Atualmente, a canção já pode ser estudada em sua plenitude como um texto lítero-musical.    No que toca ao seu valor literário, basta lembrarmos que Bob Dylan recebeu um prêmio Nobel em reconhecimento ao valor poético de suas canções.

LBXXI: Retomar a origem da palavra caipira - “o homem que corta o mato” - pode nos trazer uma dimensão nova e instigante. Poderia falar sobre o valor da cultura caipira para a formação da cultura brasileira?

Álvaro Antônio Caretta: Imensurável. Não só da cultura, mas do próprio território e da sociedade brasileira ao desbravar o sertão. Isso está muito bem representado na admirável obra “O povo brasileiro”, de Darcy Ribeiro, no qual o autor reservou um capítulo exclusivamente para tratar do caipira. A cultura caipira se desenvolveu no processo de interiorização do Brasil, onde era necessário viajar em lombo de mulas e cortar o mato para abrir as trilhas e assentamentos - caa (mato) pir (que corta), aqueles que cortavam o mato. Nessa aventura ocorreram maravilhosos processos culturais como os hábitos cotidianos de alimentação, moradia e, particularmente, as modas cantadas à beira das fogueiras. Além da miscigenação dos brancos com os povos originários, oscaboclos (caa- boc) homem que tem casa no mato, preservando essa cultura até hoje em nossa sociedade. Outro aspecto é a catequização por parte dos jesuítas que se utilizavam da viola portuguesa e dos ritmos musicais como o cururu e o cateretê para passar os valores do catolicismo às populações originárias do interior do Brasil.

LBXXI: Sua oficina propiciou, sobretudo, a compreensão das relações entre a cultura caipira e a canção popular urbana, que se deu por meio da música sertaneja. Quais foram os ‘meios de transporte’ – ou em outras palavras, a combinação de fatores - para a entrada da canção caipira no mercado da cultura urbana?

Álvaro Antônio Caretta: Na década de 1930, o processo de urbanização de São Paulo não era consequência somente do crescimento da cidade, mas também do desenvolvimento dos meios de comunicação, que atraíam as áreas rurais para a esfera de influência da cidade. A metropolização da cidade de São Paulo provocou uma movimentação social geradora de novas relações que possibilitaram a criação de uma cultura musical sertaneja urbana. O grande fluxo migratório do interior, a necessidade do mercado fonográfico de agradar a esse público e ampliar sua audiência, o surgimento de novos artistas, assim como a vertiginosa transformação da cidade que inspirava sentimentos tanto progressistas quanto saudosistas formaram as condições ideais para o desenvolvimento de uma música sertaneja.

LBXXI: Uma outra questão decorre desta: de que forma a cultura caipira, em especial a canção, passa a ler a cultura urbana?

Seção de dados ▸
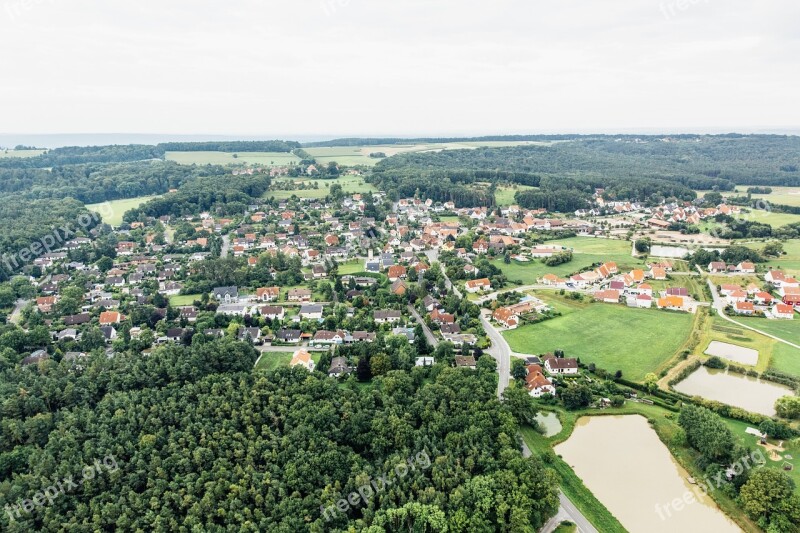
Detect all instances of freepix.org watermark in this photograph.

Faça isto ▸ Segundo a entrevista, qual obra de Darcy Ribeiro reserva um capítulo exclusivamente para tratar do caipira? Responda apenas com o título, por favor.

Resposta do exercício ▸ "O povo brasileiro"